== SOURCE PASSAGE
Amazon employees say Amazon is weaponizing its injury-prevention program against them
Amazon has said it's working to address its injury crisis, and it has set a goal of reducing musculoskeletal disorders at its facilities by 40% in the next three years. The company needs to become "Earth's Safest Place to Work," Amazon's founder, Jeff Bezos, said in his final letter to shareholders last year.
But so far Amazon has refused to allow workers to slow down — despite more than a decade of increasingly loud alarms from regulators and media outlets.
"We don't set unreasonable performance goals," Bezos said in last year's shareholder letter.
Last year, Amazon donated $12 million to the National Safety Council to "invent new ways to prevent" musculoskeletal disorders. The company has rolled out workplace-safety initiatives at its warehouses, including a job-rotation program, daily stretches, and training on how to properly lift and grip.
But three University of California at San Francisco ergonomists wrote this year that Amazon's safety interventions "will not reduce risk." The ergonomists were opposing Amazon's request that it not be required to address pace-of-work hazards while the company's appeal of Washington's violations was ongoing.
The company can't expect coaching to prevent injury when Amazon workers are "performing jobs that are inherently hazardous by design," Carisa Harris Adamson, Robert Harrison, and David Rempel wrote.
"The physical demands of the work processes" at Amazon warehouses "are so high" that only equipment changes, shorter workdays, or a slower pace of work will lower the risk of injury, the professors concluded.
Amazon's appeal of Washington's workplace-safety violations is likely to take years. This month, Amazon took the additional step of suing the state, challenging how the appeals board had handled its case. Attorneys for Amazon wrote that regulators' conclusions about Amazon's workplace safety were based on "faulty and incomplete data and unreasoned risk calculations."
'Dear Mr. Clark …'
All four Amazon workers who spoke with Insider on the record said they felt compelled to try to convince the company to change its practices and protect workers, even at the risk that Amazon could retaliate against them.
Allee and Troit still work for Amazon, though Allee said she suspected she might be fired soon for failing to make rate. (Amazon said it's looking into the experiences of Allee and Troit.)
====
== RECORD EXCERPTS
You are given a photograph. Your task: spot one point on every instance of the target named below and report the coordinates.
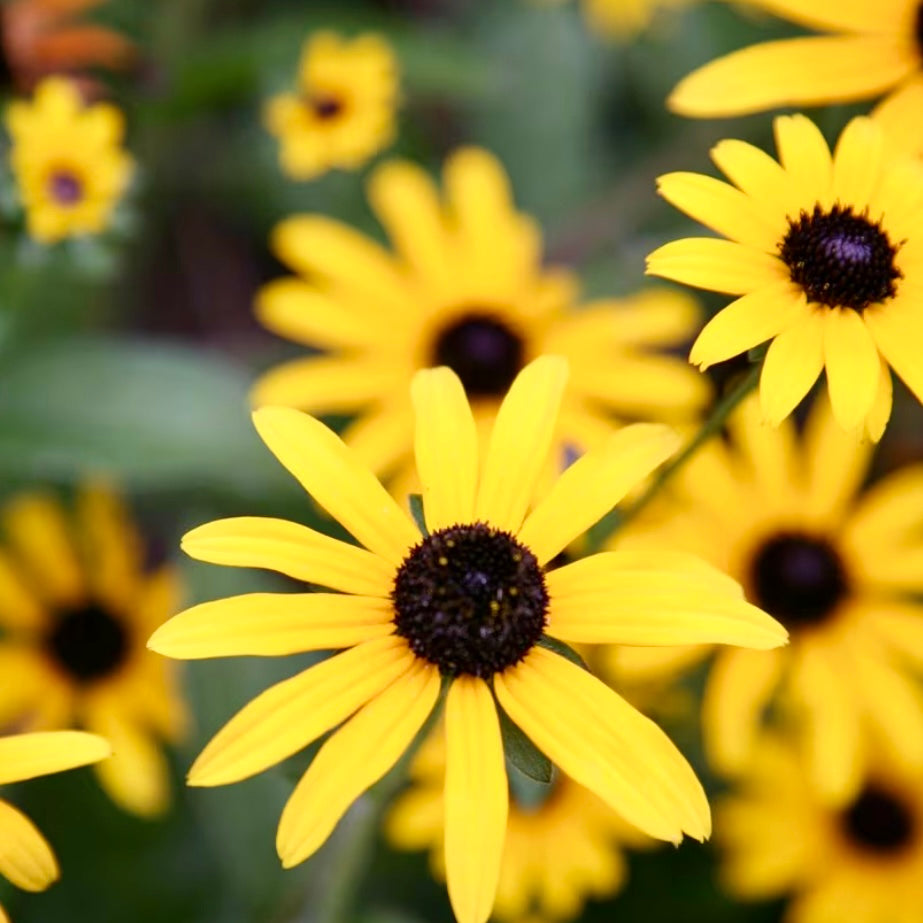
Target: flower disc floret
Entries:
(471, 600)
====
== RECORD EXCERPTS
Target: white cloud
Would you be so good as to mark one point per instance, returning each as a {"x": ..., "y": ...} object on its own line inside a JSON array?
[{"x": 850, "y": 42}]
====
REQUIRED TASKS:
[1] From "But three University" to "violations was ongoing.", reproduce the passage of the Amazon injury article and replace "ergonomists" with "researchers".
[2] Continue the Amazon injury article from its final sentence.

ANSWERS GIVEN:
[1]
But three University of California at San Francisco researchers wrote this year that Amazon's safety interventions "will not reduce risk." The researchers were opposing Amazon's request that it not be required to address pace-of-work hazards while the company's appeal of Washington's violations was ongoing.

[2]
Takakura was fired from Amazon in mid-September for exceeding his allowance of unpaid time off. He had taken time off to wait for the results of a COVID-19 test in July — under a previous Amazon policy, those hours wouldn't have counted toward his time-off allowance, but Amazon changed its policy earlier this year. Takakura said he had been unaware.
An Amazon representative said Takakura received warnings about his negative time-off balance before being fired. Takakura said he had spoken with his manager about the negative balance and believed the company was working to resolve the issue, so he ignored the automated warnings he received.
"I gave two years to this company, got injured at this company, and for them to fire me like that? It's insulting," he said. He doesn't know where he'll work next.
Williams is working toward her MBA. For an English-composition class last term, Williams wrote several papers about Amazon's high injury rates. One was a letter to Amazon's warehouse CEO at the time, Dave Clark.
"Dear Mr. Clark," the letter began. "I would first like to say that I enjoyed working for your company. I had never had a job that afforded me so much flexibility when I needed last-minute time off."
It continued: "The one downside to working for the Amazon Warehouse in DuPont, Washington (BFI3) is the amount of injuries that I have sustained while I was employed there."
Williams says she knows how Amazon could reduce its injury rate: "Stop making people rush."
"But then, you know, I love my Prime," she said. "I love my one-day shipping. To get stuff out like that, people have to be moving really fast."